[EXERCISE PASSAGE]
By Bob Stevens, the Muddled Male
Well Ann, my wife, finally won and we moved off the hill. You would think that moving for us would be a snap since we have moved thirteen times in our sixty years of marriage. But looking back it is obvious that a series of moves over time doesn't make the next move any easier. Time and the temptation to hoard conspire to make every succeeding move more difficult.
When we were first married everything we owned fit in the back seat and trunk of a small car and could be moved in one trip. The next move required us to add Ann’s dad and his old International pickup along with our small car. Two relocations later the move had escalated to needing Ann’s parents to pull a trailer full of our things behind their Desoto. Our moves after that escalated from needing a small Uhaul, to needing a large Uhaul, to needing multiple large Uhauls. Aging, I have decided, infects us with the tendency to accumulate stuff. While that is what helps keep our economy humming, it also puts us in a situation where moving to a different home is only possible if each home is larger (and more expensive) than the preceding home so that there is room both for all the old stuff we haul from our previous house and the new stuff that we will inevitably buy each time we discover something we can’t live without.
One of our tougher moves, as I remember, was the time we sold a house we had been living in for more than twenty years and were within three years of having the mortgage paid off. That was the same home that we had purchased for $16,000 with monthly payments of $121/month. Then we moved into a larger home that we purchased for $127,000. It came with a thirty year, $83,000 mortgage, payments of more than $800/month, and lots of storage space for more stuff. I was physically sick during the entire transaction and Ann had to do the move without me. Luckily she had help from her sister and brother-in-law, because I was emotionally incapacitated and spent my time curled up in the fetal position, laying on the floor, whimpering.

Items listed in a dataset
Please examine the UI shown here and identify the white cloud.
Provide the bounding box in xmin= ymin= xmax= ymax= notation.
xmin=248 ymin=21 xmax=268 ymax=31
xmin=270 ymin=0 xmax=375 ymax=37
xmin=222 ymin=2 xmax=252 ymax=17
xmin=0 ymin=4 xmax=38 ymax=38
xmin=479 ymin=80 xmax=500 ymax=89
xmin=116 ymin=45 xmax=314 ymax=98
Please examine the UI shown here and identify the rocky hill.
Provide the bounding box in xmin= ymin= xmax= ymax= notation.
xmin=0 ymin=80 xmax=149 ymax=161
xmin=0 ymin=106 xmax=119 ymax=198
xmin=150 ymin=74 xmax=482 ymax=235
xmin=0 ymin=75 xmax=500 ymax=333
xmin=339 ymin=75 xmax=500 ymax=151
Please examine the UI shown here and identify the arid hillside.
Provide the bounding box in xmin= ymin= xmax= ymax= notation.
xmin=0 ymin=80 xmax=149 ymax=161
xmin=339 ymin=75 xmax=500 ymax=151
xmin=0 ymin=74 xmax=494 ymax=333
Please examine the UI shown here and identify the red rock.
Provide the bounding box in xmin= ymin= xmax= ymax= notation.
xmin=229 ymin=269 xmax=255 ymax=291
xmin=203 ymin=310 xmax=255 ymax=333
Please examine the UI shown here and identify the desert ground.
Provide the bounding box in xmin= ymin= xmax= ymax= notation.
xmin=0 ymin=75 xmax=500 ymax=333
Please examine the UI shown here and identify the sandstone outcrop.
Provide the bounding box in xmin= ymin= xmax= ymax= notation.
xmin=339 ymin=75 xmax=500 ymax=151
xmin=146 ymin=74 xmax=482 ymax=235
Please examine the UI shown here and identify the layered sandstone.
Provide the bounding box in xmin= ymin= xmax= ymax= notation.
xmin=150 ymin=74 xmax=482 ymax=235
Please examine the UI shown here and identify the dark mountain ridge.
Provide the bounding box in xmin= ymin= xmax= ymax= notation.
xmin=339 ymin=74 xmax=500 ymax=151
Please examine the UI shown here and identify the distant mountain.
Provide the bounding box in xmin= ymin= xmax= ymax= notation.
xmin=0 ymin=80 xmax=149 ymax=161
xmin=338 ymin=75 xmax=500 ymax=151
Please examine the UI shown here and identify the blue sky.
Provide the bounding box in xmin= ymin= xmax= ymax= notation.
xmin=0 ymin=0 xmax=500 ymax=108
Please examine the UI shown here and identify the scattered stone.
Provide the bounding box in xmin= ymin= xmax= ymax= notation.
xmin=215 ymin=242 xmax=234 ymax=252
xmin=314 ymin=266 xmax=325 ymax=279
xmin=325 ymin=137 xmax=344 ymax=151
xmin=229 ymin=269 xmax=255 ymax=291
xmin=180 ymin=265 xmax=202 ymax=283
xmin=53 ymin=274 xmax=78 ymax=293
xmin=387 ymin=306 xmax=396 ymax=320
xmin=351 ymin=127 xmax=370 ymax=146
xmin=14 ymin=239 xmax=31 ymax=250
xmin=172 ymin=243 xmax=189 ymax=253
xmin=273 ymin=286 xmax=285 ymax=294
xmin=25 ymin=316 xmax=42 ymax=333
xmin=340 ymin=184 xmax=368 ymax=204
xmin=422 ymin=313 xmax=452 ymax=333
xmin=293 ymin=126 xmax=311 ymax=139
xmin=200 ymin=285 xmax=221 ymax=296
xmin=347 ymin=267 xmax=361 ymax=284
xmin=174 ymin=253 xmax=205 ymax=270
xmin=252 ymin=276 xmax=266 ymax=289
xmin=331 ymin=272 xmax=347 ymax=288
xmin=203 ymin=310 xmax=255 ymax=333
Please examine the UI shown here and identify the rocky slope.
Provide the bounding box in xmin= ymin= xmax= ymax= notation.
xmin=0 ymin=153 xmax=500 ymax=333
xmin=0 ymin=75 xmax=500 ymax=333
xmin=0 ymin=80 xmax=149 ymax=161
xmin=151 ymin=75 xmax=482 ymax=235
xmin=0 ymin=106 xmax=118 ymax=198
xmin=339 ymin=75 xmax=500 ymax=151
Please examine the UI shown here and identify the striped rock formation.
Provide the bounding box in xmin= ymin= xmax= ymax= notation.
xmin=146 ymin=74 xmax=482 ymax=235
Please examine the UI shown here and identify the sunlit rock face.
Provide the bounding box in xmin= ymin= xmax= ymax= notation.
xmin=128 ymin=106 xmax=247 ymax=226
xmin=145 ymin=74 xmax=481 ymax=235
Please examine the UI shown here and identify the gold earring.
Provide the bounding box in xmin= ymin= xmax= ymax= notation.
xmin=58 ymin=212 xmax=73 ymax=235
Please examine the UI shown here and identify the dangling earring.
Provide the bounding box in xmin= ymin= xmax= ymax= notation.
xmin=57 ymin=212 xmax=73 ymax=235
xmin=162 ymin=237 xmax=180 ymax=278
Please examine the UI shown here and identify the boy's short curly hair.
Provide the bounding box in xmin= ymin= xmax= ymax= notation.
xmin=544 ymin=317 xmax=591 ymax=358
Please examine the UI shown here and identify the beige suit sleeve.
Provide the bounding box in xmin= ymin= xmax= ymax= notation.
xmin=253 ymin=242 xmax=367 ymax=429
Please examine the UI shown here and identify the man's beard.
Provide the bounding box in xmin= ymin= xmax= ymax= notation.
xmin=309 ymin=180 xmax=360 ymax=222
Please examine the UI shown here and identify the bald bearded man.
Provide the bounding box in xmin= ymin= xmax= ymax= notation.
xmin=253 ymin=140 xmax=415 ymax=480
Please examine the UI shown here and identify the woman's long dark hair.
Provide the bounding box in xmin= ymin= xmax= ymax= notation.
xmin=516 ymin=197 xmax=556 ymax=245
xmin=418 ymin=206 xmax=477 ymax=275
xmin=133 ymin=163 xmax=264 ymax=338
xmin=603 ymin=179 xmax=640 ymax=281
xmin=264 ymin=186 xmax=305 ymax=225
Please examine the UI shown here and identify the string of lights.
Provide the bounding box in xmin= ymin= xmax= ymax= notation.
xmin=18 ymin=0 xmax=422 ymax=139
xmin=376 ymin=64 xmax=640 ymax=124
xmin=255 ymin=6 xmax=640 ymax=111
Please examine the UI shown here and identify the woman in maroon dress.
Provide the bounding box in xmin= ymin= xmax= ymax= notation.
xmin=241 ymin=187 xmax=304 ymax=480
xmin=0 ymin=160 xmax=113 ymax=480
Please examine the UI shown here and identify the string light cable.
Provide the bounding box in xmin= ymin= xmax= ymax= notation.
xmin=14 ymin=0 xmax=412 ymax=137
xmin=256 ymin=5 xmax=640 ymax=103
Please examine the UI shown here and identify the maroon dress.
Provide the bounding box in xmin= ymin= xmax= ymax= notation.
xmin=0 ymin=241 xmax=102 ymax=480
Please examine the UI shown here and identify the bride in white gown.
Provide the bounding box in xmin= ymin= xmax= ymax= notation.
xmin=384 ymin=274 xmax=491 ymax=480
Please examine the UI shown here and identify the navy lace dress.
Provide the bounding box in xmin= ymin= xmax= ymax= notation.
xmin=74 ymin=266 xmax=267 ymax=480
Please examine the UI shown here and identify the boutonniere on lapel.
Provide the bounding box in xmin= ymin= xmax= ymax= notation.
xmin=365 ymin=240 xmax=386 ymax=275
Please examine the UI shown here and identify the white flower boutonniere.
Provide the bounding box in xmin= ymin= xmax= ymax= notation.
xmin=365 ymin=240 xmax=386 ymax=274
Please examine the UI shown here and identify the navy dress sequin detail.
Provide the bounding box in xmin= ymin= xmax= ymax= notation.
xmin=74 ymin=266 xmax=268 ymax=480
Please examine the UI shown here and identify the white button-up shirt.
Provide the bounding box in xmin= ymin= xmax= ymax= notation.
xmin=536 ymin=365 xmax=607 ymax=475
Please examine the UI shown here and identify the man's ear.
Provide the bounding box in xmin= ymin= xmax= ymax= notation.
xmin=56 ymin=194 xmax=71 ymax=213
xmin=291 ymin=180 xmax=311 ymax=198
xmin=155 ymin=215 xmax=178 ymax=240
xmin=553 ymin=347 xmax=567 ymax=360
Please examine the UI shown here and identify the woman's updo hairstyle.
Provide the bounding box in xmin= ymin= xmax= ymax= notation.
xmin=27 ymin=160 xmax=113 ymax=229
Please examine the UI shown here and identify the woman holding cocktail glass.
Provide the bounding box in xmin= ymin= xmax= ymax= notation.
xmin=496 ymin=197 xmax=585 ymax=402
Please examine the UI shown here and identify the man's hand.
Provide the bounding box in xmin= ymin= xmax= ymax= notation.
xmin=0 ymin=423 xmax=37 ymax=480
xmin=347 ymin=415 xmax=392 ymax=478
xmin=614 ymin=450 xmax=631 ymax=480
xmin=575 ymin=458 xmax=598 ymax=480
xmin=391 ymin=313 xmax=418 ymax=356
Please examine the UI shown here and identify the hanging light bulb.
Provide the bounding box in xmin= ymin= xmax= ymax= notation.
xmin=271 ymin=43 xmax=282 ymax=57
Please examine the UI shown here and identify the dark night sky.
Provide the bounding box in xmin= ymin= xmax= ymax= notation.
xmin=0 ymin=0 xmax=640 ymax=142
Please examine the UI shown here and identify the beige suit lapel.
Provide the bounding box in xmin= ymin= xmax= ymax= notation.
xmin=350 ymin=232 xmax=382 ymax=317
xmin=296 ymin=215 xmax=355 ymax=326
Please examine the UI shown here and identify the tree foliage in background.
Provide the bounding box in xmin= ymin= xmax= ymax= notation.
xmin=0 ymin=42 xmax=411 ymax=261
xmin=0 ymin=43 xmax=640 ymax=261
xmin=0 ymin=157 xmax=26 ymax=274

...

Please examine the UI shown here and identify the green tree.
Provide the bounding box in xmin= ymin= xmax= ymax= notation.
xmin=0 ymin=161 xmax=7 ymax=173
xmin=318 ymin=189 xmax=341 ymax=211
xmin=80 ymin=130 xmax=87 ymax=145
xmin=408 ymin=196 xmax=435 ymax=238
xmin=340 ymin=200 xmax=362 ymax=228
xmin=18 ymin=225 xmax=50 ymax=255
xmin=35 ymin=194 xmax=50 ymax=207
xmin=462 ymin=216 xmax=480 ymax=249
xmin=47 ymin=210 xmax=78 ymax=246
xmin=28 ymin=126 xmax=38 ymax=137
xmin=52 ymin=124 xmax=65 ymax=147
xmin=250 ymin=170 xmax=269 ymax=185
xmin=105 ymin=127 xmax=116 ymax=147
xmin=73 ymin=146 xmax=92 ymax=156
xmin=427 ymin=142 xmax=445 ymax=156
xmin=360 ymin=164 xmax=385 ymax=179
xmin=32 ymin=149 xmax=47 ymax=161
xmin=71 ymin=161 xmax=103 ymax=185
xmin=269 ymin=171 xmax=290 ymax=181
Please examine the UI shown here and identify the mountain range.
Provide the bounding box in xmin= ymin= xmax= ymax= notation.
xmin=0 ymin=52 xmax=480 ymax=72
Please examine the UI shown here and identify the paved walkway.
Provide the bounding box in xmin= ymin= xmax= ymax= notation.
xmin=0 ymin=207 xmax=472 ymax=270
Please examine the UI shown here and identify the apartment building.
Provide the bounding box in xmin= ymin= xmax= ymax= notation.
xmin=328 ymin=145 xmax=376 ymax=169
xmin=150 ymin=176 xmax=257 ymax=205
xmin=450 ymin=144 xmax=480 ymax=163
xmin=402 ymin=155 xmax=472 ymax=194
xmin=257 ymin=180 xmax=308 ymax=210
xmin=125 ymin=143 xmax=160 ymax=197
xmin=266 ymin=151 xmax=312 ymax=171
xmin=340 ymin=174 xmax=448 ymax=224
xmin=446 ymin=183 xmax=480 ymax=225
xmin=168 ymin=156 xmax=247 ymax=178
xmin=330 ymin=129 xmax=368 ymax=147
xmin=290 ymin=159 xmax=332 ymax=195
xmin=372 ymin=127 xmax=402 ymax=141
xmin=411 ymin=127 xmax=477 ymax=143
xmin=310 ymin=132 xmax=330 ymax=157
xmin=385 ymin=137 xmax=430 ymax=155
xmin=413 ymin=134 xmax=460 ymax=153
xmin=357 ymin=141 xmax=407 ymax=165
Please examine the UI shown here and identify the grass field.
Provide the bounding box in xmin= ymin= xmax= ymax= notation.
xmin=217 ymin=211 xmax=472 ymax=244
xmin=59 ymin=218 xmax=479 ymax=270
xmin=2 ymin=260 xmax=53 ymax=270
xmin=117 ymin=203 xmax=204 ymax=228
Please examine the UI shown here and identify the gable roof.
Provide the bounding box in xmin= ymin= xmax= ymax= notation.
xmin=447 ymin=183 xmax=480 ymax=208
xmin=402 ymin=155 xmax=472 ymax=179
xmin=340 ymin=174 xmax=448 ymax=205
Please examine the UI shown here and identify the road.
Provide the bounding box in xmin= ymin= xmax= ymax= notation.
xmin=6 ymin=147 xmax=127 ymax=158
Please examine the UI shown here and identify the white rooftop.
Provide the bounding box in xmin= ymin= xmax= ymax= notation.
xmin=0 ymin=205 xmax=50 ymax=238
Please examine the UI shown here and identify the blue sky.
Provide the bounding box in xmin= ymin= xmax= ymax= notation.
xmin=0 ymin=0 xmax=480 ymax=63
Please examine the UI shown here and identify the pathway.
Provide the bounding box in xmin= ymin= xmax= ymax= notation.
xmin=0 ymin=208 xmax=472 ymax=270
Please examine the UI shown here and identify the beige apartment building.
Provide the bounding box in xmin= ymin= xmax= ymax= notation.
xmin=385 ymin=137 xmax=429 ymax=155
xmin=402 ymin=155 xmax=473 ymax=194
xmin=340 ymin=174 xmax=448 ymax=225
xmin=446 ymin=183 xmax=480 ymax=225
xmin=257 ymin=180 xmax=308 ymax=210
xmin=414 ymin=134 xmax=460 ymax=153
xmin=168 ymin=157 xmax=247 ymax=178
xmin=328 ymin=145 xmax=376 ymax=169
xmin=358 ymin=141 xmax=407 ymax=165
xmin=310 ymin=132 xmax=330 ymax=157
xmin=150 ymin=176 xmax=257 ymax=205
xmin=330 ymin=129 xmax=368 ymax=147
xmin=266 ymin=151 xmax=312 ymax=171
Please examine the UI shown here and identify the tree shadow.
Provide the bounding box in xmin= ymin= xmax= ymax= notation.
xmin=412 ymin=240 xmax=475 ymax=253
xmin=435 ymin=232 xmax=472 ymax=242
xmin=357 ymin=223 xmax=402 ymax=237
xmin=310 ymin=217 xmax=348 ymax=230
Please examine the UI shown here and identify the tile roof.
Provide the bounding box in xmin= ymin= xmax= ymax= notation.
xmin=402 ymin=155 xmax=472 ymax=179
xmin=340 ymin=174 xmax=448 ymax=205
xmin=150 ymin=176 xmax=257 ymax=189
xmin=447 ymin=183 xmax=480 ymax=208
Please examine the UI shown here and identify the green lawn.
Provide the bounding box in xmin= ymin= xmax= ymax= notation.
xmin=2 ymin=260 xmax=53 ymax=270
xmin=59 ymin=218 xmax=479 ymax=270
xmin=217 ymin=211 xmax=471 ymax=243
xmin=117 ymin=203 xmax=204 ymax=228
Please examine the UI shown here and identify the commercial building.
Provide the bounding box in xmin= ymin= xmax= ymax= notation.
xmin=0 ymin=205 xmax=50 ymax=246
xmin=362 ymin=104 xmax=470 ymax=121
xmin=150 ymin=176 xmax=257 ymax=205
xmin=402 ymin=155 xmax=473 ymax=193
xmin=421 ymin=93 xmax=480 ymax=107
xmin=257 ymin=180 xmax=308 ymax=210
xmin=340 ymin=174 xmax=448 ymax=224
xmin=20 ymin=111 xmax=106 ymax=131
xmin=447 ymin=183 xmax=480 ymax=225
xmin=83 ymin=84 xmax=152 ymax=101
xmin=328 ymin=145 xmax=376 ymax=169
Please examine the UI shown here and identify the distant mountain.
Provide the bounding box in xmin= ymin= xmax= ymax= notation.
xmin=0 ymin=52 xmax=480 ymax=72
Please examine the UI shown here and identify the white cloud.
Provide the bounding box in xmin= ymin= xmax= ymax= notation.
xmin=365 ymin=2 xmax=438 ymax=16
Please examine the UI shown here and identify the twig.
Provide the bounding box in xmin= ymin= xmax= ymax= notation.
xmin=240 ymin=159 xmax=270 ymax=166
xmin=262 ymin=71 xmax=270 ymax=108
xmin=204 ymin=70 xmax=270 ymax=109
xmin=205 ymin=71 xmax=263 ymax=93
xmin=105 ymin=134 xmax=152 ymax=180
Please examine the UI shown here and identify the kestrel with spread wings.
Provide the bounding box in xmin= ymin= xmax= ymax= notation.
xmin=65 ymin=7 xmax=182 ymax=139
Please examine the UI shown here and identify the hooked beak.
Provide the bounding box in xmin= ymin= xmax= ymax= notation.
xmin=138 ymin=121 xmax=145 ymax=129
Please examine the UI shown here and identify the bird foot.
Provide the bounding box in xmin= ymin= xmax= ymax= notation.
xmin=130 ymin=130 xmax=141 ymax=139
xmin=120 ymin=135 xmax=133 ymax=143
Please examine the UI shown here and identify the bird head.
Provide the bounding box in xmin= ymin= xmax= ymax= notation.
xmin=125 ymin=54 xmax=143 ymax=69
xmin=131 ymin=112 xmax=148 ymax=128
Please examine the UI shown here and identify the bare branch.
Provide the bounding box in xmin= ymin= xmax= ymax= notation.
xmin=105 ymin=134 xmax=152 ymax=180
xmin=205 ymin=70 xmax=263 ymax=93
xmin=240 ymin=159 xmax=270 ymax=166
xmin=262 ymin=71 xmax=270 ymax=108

[QUESTIONS]
**1)** Please list every dollar amount that appears in the essay about moving.
**2)** Carry the essay about moving forward from its final sentence.
The listing has no connection to the essay about moving.

[ANSWER LIST]
**1)** $16,000; $121/month; $127,000; $83,000; $800/month

**2)**
Well this time we were moving from a large home to a smaller home with a smaller mortgage and smaller monthly payments, but I was still incapacitated. The cause of this move’s anguish was old age and fear of a hernia. Luckily our son still has big muscles and an innate skill for packing miscellaneous and odd sized things in a way that keeps them from shifting and rattling around the truck as we careen down Logan Canyon on the way to our new home. We also had help from other family members who are blessed with the special skills needed to shepherd Ann and I through this very painful experience. Our youngest daughter “The Bully,” for example, is a take-charge type who keeps things moving while constantly barking out commands like, “You don’t need that any more, just get rid of it” as she quickly stuffs things randomly into boxes based on fit, not the order in which we might need to use them once we are in our new home. To make things more stressful the Bully was working with her tutor, Ann’s niece, who was also stuffing and giving orders to keep the move progressing quickly forward. Ann and I just wandered aimlessly from room to room ringing our hands and whimpering, “Oh what have we done, oh what have we done” which didn't really accomplish anything except to keep us out of everyone else’s way.
So now we sit here in our new home with a garage full of boxes plus more boxes scattered throughout our living space, and we don’t know what is in any one of them. To add to the challenge they are marked with cryptic notes like Miscellaneous Den Stuff, or Electronic Things from Dad’s Closet. The biggest challenge of all, however, comes when a random box is opened to reveal something that we didn’t remember we had, we can’t remember ever needing one in the eight years we lived here, but now we know we have it we are convinced that we better find a place to store it in case we need it in the future.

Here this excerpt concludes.